• **PROMPT**: Please copy the material from the line with "search: dense foliage" to the line with "7,165 -> 160,194", swapping every "search" for "query" and leaving everything else unchanged.

• **GIVEN DATA**:
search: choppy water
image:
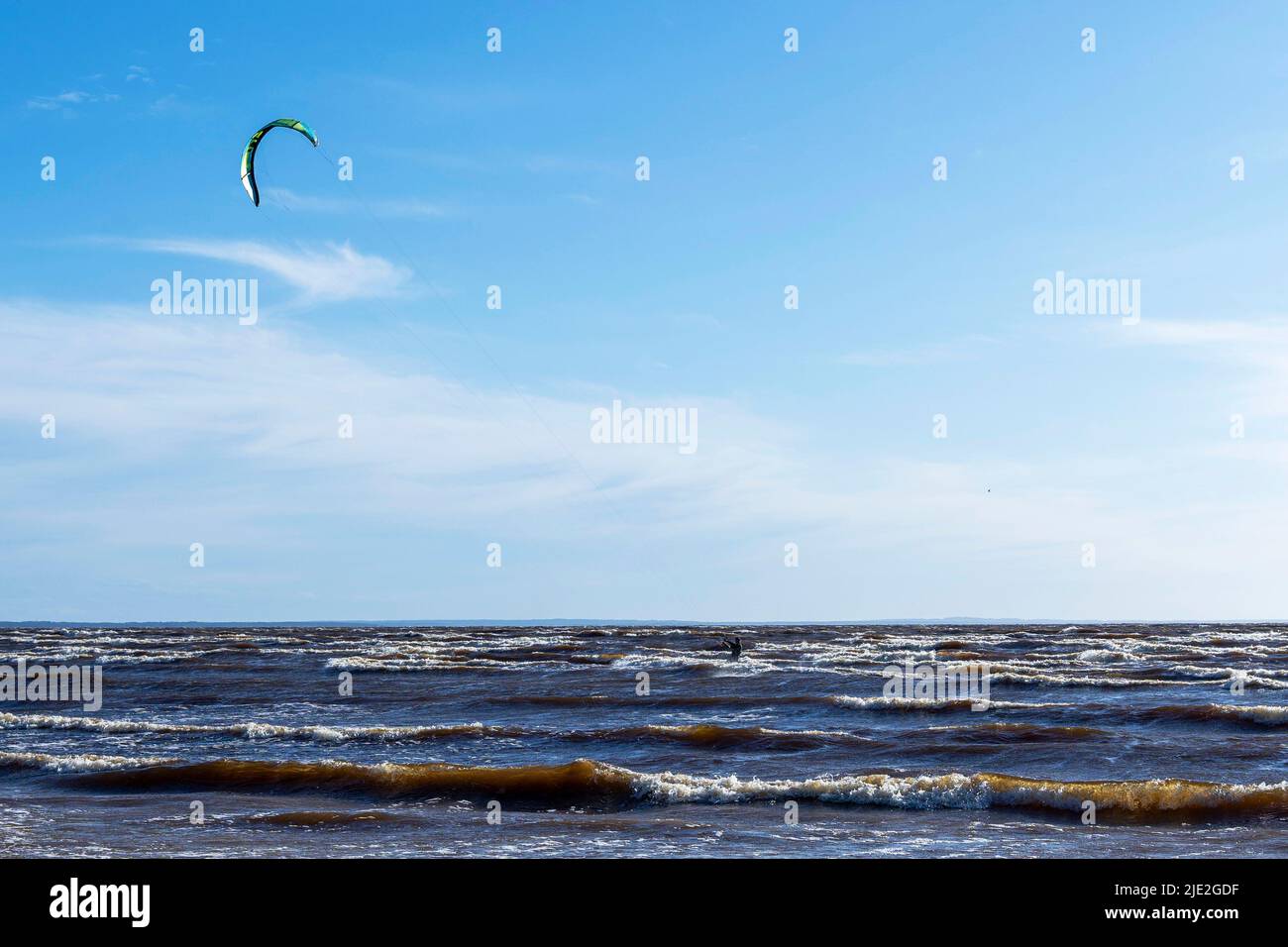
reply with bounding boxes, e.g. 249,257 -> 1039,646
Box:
0,625 -> 1288,857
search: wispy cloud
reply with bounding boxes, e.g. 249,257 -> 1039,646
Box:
27,89 -> 121,112
265,188 -> 448,220
94,237 -> 411,301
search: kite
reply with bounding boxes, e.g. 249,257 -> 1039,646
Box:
242,119 -> 318,207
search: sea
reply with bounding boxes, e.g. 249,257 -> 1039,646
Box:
0,624 -> 1288,858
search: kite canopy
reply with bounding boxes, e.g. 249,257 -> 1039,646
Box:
242,119 -> 318,207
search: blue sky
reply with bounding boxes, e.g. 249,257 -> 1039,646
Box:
0,3 -> 1288,621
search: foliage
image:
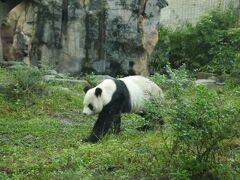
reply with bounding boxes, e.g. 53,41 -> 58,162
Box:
0,67 -> 240,179
143,67 -> 240,179
149,6 -> 240,74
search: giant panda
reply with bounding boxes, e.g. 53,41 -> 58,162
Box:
83,75 -> 163,142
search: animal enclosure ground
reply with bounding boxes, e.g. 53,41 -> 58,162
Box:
0,68 -> 240,179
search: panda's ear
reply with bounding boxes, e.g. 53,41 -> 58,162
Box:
83,86 -> 91,94
95,88 -> 102,97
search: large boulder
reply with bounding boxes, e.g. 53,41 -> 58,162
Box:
2,0 -> 167,75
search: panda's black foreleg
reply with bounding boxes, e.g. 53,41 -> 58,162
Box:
113,114 -> 121,134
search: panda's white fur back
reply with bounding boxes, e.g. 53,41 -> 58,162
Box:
120,76 -> 163,112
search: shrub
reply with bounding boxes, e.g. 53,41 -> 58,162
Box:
144,82 -> 240,179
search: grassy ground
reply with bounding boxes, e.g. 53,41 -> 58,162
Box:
0,69 -> 240,179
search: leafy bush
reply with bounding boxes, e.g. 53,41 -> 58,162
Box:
149,6 -> 240,74
146,70 -> 240,179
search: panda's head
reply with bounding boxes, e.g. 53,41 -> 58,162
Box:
83,79 -> 116,116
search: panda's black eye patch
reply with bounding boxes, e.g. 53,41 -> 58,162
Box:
88,104 -> 93,111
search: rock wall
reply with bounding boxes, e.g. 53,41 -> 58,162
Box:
1,0 -> 167,75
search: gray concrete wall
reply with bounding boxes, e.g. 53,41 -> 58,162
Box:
160,0 -> 240,29
0,0 -> 21,61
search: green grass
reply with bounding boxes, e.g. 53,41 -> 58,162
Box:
0,68 -> 240,179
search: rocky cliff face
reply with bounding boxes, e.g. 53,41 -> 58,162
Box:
1,0 -> 167,75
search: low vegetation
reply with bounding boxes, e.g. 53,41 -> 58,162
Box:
0,3 -> 240,179
0,67 -> 240,179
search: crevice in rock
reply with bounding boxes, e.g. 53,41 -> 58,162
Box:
61,0 -> 69,35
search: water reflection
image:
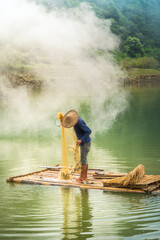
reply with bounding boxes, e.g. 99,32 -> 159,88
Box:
61,188 -> 94,240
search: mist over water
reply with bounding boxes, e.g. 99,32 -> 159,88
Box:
0,0 -> 127,136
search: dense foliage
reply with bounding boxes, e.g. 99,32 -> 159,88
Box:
30,0 -> 160,66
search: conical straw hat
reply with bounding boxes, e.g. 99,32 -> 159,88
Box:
62,110 -> 79,128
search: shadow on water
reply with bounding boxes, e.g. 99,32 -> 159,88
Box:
61,188 -> 94,240
94,88 -> 160,174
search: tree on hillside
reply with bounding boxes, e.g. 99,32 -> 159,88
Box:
126,37 -> 144,58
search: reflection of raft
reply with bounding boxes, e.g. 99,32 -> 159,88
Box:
7,165 -> 160,194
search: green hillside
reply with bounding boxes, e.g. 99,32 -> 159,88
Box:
30,0 -> 160,68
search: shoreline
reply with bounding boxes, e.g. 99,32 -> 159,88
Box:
1,71 -> 160,90
124,74 -> 160,86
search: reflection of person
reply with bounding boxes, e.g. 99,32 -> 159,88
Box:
62,110 -> 91,183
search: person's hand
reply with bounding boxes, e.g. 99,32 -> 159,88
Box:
76,140 -> 82,145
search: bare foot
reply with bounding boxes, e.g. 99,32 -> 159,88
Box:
76,178 -> 83,183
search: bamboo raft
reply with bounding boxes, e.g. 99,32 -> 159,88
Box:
6,167 -> 160,194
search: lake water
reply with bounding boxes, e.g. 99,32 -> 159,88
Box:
0,87 -> 160,240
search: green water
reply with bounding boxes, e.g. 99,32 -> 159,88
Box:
0,88 -> 160,240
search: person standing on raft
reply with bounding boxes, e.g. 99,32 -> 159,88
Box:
62,110 -> 92,183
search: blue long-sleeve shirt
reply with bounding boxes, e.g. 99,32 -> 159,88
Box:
74,117 -> 92,145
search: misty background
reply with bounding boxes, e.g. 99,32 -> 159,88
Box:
0,0 -> 128,136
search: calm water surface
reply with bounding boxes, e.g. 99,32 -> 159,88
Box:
0,88 -> 160,240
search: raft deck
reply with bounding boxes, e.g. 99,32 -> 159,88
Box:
6,167 -> 160,194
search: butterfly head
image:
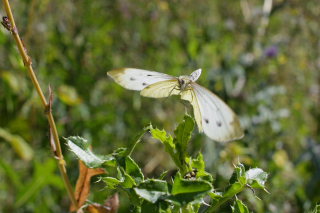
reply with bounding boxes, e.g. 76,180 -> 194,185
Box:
178,75 -> 192,91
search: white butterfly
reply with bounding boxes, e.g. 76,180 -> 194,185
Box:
107,68 -> 244,142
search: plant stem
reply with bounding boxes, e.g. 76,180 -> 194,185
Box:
3,0 -> 78,209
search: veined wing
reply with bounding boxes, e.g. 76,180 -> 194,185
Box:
140,78 -> 180,98
191,83 -> 244,142
107,68 -> 175,91
181,88 -> 203,132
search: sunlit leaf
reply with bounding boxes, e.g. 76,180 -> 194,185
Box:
232,199 -> 249,213
173,115 -> 194,160
134,180 -> 168,203
171,172 -> 212,195
246,168 -> 268,189
66,136 -> 114,168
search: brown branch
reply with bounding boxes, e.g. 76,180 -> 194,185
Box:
2,0 -> 78,208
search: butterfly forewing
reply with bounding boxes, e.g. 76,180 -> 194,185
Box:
107,68 -> 175,91
192,83 -> 243,142
140,79 -> 180,98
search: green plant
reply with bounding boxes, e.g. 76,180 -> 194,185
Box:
66,115 -> 268,213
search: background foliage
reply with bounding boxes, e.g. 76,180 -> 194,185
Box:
0,0 -> 320,212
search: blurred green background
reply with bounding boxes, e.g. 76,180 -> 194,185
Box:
0,0 -> 320,213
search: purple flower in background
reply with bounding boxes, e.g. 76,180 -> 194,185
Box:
264,46 -> 278,58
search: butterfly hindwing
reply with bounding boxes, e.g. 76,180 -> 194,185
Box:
107,68 -> 175,91
181,88 -> 203,132
191,83 -> 243,142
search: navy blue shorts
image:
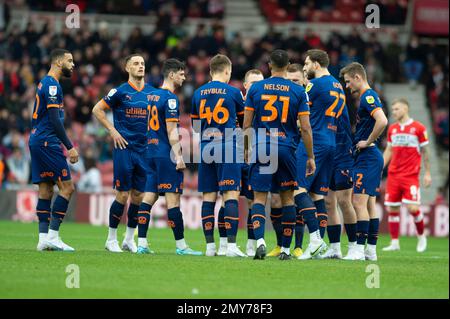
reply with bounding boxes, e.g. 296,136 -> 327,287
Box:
250,146 -> 298,192
113,148 -> 147,192
30,144 -> 71,184
145,158 -> 184,194
353,146 -> 384,196
296,142 -> 336,195
330,154 -> 354,191
198,162 -> 242,193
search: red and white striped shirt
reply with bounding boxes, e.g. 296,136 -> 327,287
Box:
388,119 -> 428,176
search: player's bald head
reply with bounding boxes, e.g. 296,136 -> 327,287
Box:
125,53 -> 144,66
125,53 -> 145,79
391,98 -> 409,121
269,49 -> 289,71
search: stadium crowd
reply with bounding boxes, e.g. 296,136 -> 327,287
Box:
0,0 -> 449,199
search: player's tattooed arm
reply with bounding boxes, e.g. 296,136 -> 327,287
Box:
420,146 -> 432,187
383,144 -> 392,168
166,122 -> 186,170
356,108 -> 388,149
92,99 -> 128,149
242,107 -> 255,163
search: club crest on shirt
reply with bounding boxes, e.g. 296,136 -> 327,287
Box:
108,89 -> 117,97
48,85 -> 58,96
167,99 -> 177,110
366,95 -> 375,104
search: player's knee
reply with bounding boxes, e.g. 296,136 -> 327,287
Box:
337,197 -> 352,210
60,181 -> 75,197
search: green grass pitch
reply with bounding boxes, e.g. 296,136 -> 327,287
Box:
0,221 -> 449,299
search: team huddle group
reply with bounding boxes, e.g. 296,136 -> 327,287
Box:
29,49 -> 426,260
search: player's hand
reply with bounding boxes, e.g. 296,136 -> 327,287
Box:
306,158 -> 316,176
423,172 -> 432,188
356,141 -> 369,151
68,147 -> 78,164
110,129 -> 128,150
176,156 -> 186,171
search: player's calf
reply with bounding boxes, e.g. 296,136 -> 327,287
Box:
202,201 -> 216,256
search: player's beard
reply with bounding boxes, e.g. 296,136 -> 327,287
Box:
61,67 -> 73,78
306,70 -> 316,80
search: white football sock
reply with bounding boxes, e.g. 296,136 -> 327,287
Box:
108,227 -> 117,240
309,230 -> 322,243
125,227 -> 136,241
330,242 -> 341,251
175,238 -> 187,250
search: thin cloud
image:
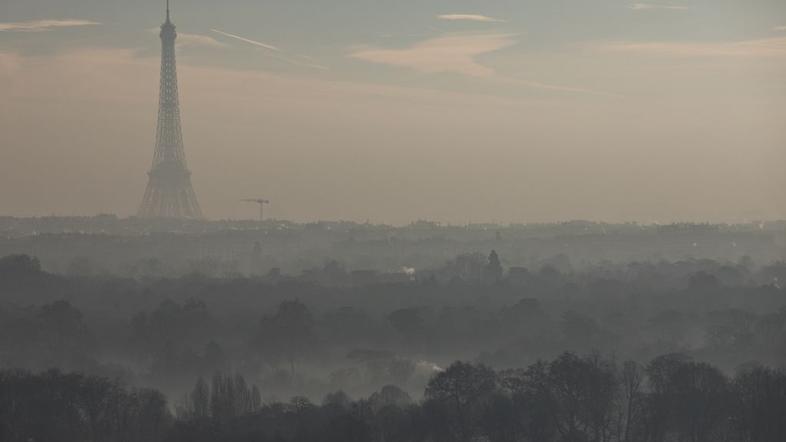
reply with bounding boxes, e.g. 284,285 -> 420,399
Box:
349,34 -> 516,77
437,14 -> 505,23
211,29 -> 329,71
211,29 -> 281,52
628,3 -> 690,11
0,19 -> 101,32
177,33 -> 227,48
592,37 -> 786,57
147,28 -> 228,48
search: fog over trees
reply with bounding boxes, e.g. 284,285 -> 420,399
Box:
0,217 -> 786,442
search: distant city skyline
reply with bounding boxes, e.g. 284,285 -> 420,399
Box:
0,0 -> 786,224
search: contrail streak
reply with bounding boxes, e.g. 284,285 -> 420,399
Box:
211,29 -> 328,71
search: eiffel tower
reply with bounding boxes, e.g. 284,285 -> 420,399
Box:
138,0 -> 202,219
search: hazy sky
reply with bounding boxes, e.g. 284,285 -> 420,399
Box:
0,0 -> 786,224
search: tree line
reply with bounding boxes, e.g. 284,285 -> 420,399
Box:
0,353 -> 786,442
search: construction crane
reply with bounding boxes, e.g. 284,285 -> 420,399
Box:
242,198 -> 270,222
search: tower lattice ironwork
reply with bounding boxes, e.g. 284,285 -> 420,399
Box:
139,0 -> 202,219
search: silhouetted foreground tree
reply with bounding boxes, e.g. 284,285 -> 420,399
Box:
0,353 -> 786,442
0,371 -> 172,442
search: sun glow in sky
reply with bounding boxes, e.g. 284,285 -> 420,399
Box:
0,0 -> 786,224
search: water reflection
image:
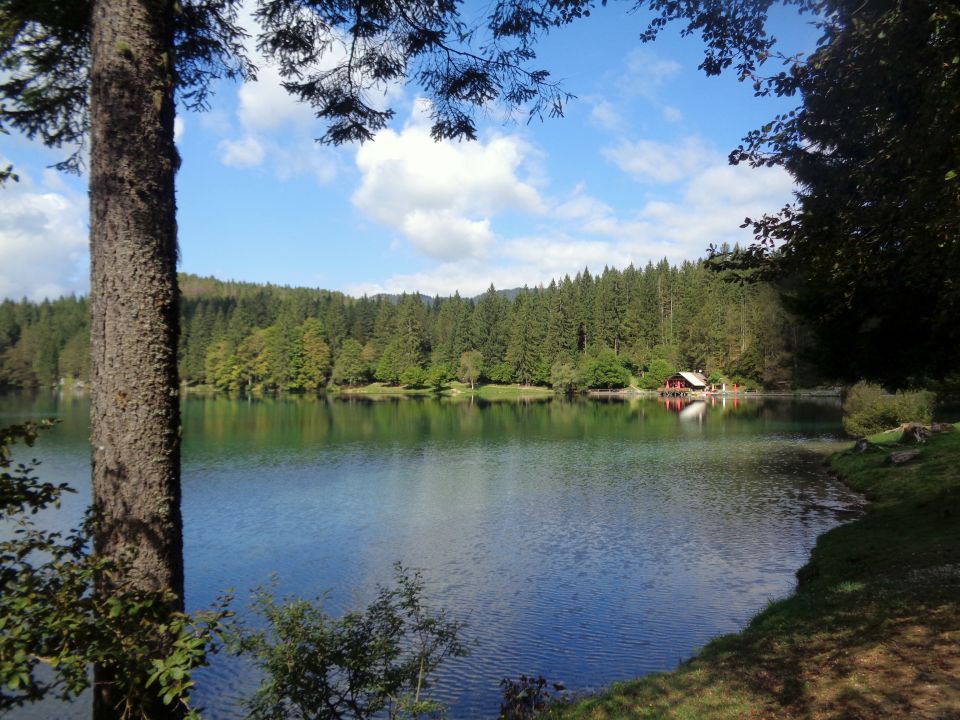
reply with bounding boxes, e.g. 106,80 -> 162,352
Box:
5,390 -> 846,718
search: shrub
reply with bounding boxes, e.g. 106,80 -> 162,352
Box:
399,365 -> 427,387
843,382 -> 935,437
550,360 -> 583,395
231,564 -> 466,720
583,350 -> 630,389
424,363 -> 456,392
0,423 -> 230,720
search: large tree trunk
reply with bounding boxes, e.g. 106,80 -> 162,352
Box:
90,0 -> 183,720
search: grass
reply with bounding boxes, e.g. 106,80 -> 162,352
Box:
549,424 -> 960,720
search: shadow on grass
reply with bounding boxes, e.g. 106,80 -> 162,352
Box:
551,433 -> 960,720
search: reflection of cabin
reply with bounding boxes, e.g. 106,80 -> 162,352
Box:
663,372 -> 707,395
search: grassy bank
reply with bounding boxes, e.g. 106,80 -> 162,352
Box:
336,382 -> 554,400
550,424 -> 960,720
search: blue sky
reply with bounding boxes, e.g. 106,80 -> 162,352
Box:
0,4 -> 816,299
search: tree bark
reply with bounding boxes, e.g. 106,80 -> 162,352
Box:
90,0 -> 183,720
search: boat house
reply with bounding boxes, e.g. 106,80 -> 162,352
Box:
664,372 -> 707,395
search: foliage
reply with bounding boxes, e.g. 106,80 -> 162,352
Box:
688,0 -> 960,387
424,363 -> 456,392
485,362 -> 514,385
0,423 -> 229,718
231,564 -> 466,720
457,350 -> 483,389
843,382 -> 935,437
0,262 -> 818,390
584,350 -> 630,389
331,338 -> 370,386
550,361 -> 584,395
640,359 -> 677,390
0,0 -> 255,171
398,365 -> 427,387
500,675 -> 564,720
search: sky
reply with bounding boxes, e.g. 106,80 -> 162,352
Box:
0,4 -> 817,300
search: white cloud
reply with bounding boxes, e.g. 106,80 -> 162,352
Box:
237,59 -> 316,132
0,165 -> 89,300
347,150 -> 793,296
663,105 -> 683,123
617,47 -> 683,100
353,103 -> 546,260
402,210 -> 494,260
590,100 -> 625,132
212,7 -> 346,184
603,137 -> 723,183
219,135 -> 267,168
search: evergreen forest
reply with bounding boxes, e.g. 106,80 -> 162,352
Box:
0,255 -> 824,392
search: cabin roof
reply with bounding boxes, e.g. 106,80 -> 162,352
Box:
674,372 -> 707,387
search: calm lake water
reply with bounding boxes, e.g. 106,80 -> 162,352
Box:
0,395 -> 854,719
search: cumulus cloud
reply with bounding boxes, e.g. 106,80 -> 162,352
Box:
353,103 -> 546,260
348,146 -> 793,296
590,100 -> 625,132
617,47 -> 683,99
603,137 -> 724,183
213,9 -> 343,184
0,166 -> 89,300
220,135 -> 267,168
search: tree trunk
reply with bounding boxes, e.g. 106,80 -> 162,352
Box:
90,0 -> 183,720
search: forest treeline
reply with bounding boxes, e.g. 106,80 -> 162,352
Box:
0,260 -> 820,392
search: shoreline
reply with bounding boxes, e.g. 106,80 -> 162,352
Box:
546,423 -> 960,720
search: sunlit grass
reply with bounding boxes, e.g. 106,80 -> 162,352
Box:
550,424 -> 960,720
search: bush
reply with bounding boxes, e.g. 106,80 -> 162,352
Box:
550,360 -> 583,395
0,423 -> 230,720
424,363 -> 456,392
843,382 -> 935,437
231,564 -> 466,720
583,350 -> 630,389
399,365 -> 427,387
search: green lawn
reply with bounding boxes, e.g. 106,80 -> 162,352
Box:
549,424 -> 960,720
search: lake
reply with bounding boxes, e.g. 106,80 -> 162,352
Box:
0,394 -> 854,720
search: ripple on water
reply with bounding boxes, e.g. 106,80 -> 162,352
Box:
0,401 -> 849,720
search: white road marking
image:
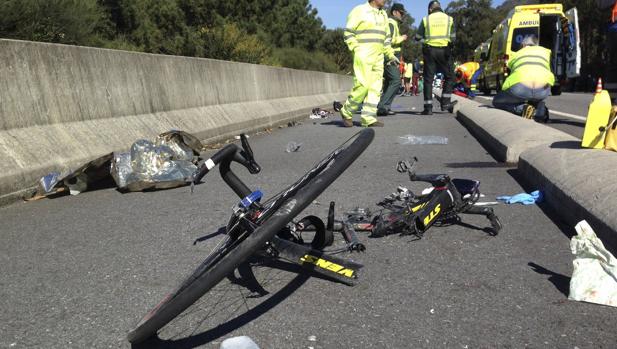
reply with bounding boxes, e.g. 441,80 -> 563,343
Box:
476,96 -> 587,121
549,109 -> 587,121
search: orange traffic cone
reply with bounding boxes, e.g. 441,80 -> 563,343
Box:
581,78 -> 612,149
596,78 -> 602,94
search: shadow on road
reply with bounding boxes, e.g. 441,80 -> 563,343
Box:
549,117 -> 585,127
527,262 -> 570,297
131,260 -> 332,349
445,161 -> 516,168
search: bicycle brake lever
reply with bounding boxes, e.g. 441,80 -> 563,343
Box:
240,133 -> 253,160
240,133 -> 261,174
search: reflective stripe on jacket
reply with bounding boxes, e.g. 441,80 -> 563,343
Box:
422,11 -> 454,47
501,46 -> 555,90
388,17 -> 403,54
455,62 -> 480,86
344,3 -> 394,63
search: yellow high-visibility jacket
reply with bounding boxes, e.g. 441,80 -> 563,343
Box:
455,62 -> 480,86
501,46 -> 555,90
422,11 -> 454,47
344,2 -> 394,63
388,17 -> 403,54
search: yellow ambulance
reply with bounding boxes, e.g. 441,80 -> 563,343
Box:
473,39 -> 491,64
478,4 -> 581,95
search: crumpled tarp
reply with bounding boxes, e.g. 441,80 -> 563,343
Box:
30,130 -> 204,199
568,221 -> 617,307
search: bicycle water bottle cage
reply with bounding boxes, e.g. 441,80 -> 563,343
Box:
233,190 -> 263,215
236,190 -> 263,209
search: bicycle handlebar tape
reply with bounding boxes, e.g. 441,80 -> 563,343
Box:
240,190 -> 263,208
193,159 -> 216,183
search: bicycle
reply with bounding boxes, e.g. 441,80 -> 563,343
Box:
127,129 -> 375,344
371,158 -> 502,239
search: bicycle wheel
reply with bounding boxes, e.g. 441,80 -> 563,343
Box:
127,129 -> 375,343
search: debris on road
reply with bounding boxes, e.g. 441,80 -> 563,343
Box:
220,336 -> 259,349
398,135 -> 448,145
309,108 -> 334,119
25,130 -> 204,200
496,190 -> 544,205
332,101 -> 343,112
568,220 -> 617,307
285,142 -> 302,153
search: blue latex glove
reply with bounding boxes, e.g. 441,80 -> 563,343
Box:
497,190 -> 543,205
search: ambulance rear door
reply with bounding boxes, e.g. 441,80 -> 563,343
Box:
563,7 -> 581,78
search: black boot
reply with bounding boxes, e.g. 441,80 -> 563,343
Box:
439,97 -> 458,113
422,104 -> 433,115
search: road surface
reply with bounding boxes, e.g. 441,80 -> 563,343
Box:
0,97 -> 617,349
475,92 -> 593,138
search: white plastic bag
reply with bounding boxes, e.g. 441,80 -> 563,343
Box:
568,221 -> 617,307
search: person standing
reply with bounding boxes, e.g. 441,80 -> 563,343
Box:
403,63 -> 417,96
493,35 -> 555,120
604,1 -> 617,104
416,0 -> 456,115
377,3 -> 407,116
340,0 -> 400,127
411,58 -> 423,96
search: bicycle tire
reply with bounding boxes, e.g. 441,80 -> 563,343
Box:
127,129 -> 375,344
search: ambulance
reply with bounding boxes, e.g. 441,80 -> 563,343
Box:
478,4 -> 581,95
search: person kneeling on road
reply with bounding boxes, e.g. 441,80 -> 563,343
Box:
493,35 -> 555,121
340,0 -> 400,127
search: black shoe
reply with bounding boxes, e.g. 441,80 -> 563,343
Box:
421,109 -> 433,115
441,101 -> 458,113
521,104 -> 536,119
332,101 -> 343,111
367,121 -> 383,127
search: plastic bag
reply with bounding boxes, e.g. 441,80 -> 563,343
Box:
398,135 -> 448,144
568,221 -> 617,307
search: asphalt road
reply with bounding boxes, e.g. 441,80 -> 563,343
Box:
0,97 -> 617,349
475,92 -> 593,138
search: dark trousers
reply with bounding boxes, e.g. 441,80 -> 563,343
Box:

• **SOLUTION**:
query: dense foliage
reply with bounding boxes, e.g. 99,32 -> 159,88
Box:
30,0 -> 160,66
query: conical straw hat
reply with bounding boxes, e.g. 99,32 -> 159,88
Box:
62,110 -> 79,128
query: shadow on water
reply with bounding boxes, e.g. 99,32 -> 159,88
Box:
61,188 -> 94,240
94,88 -> 160,174
query: tree on hillside
reply with bounding boxes, e.g. 99,32 -> 159,88
Box:
126,37 -> 144,58
query: reflection of raft
reply with bounding boxes, e.g. 99,32 -> 159,88
Box:
7,165 -> 160,194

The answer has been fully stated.